→ Задание:
Допишите продолжение предисловия к сборнику статей о русском романе, начав сразу после его последнего предложения.

→ Текст:
=======

Предисловие

Гарвардский университет

Статьи, собранные в этой книге, – результат моих занятий русской культурой в течение шестидесяти лет. В них нашло отражение мое увлечение русским романом, который пережил подъем в первой половине XIX века и достиг расцвета во второй половине того же столетия. Как заметно по статьям, я являюсь приверженцем метода пристального чтения художественных текстов наряду с изучением литературных, общекультурных и социальных контекстов, в которых эти тексты создавались, публиковались, цензурировались, читались и изучались.

Я начинал свое университетское обучение с математики и к изучению русского языка первоначально обратился для того, чтобы читать математические трактаты. Однако американская система высшего образования позволяет легко менять специализации, а русская литература, культура и история вскоре показались мне гораздо интереснее математики. В то время – в начале 1960-х годов – русская культура, несмотря на холодную войну, пользовалась огромным авторитетом в Соединенных Штатах. Романы Набокова, Солженицына и Пастернака становились бестселлерами. Самая оживленная литературная полемика в Америке велась между Набоковым и Эдмундом Уилсоном относительно переводов «Евгения Онегина». Самым успешным балетмейстером-новатором был Джордж Баланчин, который перенес в Новый Свет традиции воспитавшей его петербургской балетной школы. Уроженец Ораниенбаума Игорь Стравинский считался ведущим американским композитором в сфере классической музыки. Современное искусство невозможно было представить без вклада Казимира Малевича, Василия Кандинского и Марка Шагала (последний из них в 1960-е годы еще здравствовал, был бодр и много работал).

В области литературоведения американцы открывали для себя наследие русских формалистов и пражских структуралистов; в скором времени мы обратились к трудам Бахтина и Московско-тартуской семиотической школы. Это расширяло наш кругозор в области литературы и литературной теории, где в то время господствовала англо-американская Новая критика – направление, практиковавшее пристальное чтение художественных текстов и стремившееся проследить огромное количество тонких взаимодействий между их отдельными элементами. Этот англо-американский способ анализа текста был весьма схож (хотя и без прямой зависимости) со знаменитым замечанием Льва Толстого о «лабиринте сцеплений», который представляет собой роман «Анна Каренина»; еще более существенной была связь этого метода с теорией и практикой раннего формализма и Московско-тартуской школы. Роман Якобсон, внесший важнейший вклад как в русскую формальную школу, так и в труды Пражского лингвистического кружка, занимал должности профессора Гарвардского университета и Массачусетского технологического института и во многом способствовал тому, что западные ученые обратили внимание на достижения славянской теоретической мысли. Несколько позднее, в 1970-е годы, стали известны и работы, указавшие путь преодоления узких рамок Новой критики: среди них были написанные в 1920-е годы работы формалистов по социологии литературы, труды Ю. М. Лотмана и Б. А. Успенского о литературе как одной из систем культуры, книги и статьи М. М. Бахтина о карнавале и полифонизме. Все они широко цитировались западными учеными и включались в учебные планы наших университетов.

=======

→ Исходные данные:
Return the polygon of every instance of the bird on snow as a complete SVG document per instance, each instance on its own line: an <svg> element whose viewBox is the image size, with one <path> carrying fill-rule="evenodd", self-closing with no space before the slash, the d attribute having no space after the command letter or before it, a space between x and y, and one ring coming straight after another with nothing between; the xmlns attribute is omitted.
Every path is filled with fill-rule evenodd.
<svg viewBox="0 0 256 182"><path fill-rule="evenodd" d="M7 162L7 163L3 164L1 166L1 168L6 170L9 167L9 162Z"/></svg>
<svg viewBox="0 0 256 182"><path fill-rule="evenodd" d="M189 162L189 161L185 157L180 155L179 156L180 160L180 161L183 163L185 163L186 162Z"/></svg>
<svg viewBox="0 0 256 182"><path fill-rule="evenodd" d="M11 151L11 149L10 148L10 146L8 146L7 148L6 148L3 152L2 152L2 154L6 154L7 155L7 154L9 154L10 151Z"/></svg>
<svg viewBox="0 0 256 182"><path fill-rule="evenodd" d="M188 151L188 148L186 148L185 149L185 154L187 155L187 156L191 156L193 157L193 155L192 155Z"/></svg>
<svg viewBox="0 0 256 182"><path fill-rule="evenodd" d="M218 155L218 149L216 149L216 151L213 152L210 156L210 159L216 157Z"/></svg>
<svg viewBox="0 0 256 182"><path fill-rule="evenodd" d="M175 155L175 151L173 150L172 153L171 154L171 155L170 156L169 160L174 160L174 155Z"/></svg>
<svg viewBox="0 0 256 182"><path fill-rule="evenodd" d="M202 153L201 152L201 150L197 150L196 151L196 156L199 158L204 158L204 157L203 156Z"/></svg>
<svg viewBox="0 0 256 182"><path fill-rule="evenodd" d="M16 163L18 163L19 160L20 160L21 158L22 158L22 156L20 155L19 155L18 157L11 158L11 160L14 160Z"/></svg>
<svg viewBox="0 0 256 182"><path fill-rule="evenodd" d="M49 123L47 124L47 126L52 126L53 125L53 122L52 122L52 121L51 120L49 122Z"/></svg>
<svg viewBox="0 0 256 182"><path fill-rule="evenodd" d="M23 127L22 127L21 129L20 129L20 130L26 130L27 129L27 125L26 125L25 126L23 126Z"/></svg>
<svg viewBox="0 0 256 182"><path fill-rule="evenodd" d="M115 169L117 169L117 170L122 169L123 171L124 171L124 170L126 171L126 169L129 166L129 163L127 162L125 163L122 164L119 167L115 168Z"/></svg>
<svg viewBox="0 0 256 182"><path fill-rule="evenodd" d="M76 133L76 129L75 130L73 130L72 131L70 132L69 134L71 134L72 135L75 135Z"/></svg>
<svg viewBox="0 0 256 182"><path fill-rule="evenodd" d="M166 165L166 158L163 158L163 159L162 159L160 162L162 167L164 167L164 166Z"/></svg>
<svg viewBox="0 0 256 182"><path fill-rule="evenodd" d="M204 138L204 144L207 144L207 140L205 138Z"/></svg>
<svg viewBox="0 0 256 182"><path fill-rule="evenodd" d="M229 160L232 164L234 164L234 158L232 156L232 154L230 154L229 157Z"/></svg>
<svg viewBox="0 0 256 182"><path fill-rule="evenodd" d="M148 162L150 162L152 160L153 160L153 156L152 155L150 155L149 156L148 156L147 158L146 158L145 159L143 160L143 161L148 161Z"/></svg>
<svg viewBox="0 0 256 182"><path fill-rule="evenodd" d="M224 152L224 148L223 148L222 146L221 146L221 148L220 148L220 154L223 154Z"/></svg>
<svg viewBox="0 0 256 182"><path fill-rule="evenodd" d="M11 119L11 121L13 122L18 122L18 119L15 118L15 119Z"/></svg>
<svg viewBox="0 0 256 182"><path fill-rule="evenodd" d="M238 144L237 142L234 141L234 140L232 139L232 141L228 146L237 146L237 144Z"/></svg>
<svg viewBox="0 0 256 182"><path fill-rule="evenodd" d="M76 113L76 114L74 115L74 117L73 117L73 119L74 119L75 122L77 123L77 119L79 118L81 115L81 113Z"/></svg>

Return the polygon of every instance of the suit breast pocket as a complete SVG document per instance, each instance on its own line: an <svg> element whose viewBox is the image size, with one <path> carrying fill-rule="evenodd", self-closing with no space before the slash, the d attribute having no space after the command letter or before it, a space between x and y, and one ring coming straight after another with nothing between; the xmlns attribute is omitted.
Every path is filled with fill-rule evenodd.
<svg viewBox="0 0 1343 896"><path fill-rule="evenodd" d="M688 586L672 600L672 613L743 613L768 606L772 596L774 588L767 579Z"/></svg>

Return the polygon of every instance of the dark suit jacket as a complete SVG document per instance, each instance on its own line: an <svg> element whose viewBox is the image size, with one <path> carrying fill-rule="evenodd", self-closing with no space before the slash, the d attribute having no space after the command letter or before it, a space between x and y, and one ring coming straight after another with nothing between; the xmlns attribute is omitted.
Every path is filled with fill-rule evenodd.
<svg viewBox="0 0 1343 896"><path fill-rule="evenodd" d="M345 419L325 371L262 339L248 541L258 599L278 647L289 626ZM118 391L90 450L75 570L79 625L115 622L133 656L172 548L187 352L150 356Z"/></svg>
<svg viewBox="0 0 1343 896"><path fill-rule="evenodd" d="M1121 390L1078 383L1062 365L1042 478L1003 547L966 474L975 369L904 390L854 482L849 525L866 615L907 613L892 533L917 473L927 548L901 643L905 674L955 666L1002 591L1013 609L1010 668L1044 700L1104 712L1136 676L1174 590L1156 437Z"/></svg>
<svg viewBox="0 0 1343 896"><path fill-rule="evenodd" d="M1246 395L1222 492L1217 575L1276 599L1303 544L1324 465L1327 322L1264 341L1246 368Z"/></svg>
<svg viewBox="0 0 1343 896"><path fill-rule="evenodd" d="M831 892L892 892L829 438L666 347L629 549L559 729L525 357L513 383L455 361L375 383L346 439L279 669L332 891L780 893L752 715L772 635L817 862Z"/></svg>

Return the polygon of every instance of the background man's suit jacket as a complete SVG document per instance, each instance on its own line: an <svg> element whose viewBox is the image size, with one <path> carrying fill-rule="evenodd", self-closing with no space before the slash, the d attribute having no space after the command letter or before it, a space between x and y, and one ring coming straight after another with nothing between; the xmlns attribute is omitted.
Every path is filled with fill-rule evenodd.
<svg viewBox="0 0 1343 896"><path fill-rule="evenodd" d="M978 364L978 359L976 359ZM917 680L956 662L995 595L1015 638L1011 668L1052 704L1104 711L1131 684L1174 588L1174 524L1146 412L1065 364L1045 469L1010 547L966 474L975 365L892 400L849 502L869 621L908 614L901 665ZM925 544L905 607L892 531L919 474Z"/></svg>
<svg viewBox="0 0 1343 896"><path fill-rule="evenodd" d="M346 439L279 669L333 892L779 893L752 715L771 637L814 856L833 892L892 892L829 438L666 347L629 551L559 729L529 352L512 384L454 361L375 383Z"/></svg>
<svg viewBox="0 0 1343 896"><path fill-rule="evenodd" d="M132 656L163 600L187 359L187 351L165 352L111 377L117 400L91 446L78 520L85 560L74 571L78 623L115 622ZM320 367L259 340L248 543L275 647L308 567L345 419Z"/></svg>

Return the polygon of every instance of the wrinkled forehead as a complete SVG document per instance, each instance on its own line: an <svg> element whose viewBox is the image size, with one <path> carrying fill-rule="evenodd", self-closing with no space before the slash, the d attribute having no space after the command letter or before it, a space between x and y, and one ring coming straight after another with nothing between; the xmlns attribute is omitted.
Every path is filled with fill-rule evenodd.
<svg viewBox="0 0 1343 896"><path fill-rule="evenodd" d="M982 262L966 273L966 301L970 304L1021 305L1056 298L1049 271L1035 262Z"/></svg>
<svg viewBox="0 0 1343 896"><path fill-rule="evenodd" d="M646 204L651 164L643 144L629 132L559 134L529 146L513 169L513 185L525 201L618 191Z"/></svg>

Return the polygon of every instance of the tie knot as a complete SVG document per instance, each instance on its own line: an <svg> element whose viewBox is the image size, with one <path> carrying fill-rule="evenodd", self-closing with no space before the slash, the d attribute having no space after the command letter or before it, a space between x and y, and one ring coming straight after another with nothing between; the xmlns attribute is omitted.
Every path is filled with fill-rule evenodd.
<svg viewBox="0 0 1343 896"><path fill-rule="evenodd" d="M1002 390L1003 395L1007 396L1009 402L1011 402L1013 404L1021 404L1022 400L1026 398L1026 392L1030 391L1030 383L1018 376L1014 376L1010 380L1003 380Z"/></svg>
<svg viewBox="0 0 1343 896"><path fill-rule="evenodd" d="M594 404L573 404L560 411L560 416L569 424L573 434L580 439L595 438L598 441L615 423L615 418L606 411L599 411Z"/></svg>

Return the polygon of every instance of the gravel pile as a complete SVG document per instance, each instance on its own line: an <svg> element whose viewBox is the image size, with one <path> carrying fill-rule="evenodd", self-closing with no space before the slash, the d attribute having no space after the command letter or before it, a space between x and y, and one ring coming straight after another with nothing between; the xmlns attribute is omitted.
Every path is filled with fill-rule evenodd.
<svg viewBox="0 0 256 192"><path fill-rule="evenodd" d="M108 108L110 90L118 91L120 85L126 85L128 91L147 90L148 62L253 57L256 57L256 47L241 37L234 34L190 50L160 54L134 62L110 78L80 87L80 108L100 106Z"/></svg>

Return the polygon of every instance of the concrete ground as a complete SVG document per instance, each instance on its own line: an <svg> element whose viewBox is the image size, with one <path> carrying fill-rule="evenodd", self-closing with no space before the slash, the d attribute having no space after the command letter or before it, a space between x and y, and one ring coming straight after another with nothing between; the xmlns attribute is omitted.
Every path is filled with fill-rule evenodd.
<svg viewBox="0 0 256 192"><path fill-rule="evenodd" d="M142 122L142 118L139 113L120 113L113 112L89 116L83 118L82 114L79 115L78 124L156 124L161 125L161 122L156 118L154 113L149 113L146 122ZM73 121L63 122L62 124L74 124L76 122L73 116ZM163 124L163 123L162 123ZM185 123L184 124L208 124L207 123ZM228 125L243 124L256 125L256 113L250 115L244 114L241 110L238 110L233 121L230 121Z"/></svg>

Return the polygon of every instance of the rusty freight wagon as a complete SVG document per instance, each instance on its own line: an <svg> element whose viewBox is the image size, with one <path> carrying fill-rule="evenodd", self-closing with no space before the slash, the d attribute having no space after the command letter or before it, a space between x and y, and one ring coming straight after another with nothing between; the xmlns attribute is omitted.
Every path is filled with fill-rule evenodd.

=======

→ Письменный ответ:
В послесталинское время начались академические обмены между СССР и западными странами, что дало молодым ученым моего поколения возможность работать в советских архивах и консультироваться с ведущими учеными, в том числе с такими, как Лидия Яковлевна Гинзбург, которая сформировалась как ученый в плодотворной научной и литературной атмосфере 1920-х годов. Как и другие участники этих академических обменов, я вскоре осознал, что под видимой ровной поверхностью «эпохи застоя» протекает живая – хотя и неофициальная и потому часто лишенная возможности публикаций – литературная жизнь. Как и некоторые из наших советских коллег, мы изучали литературу и литературную теорию неформально, в «кухонных беседах», характерных для этого культурного андеграунда.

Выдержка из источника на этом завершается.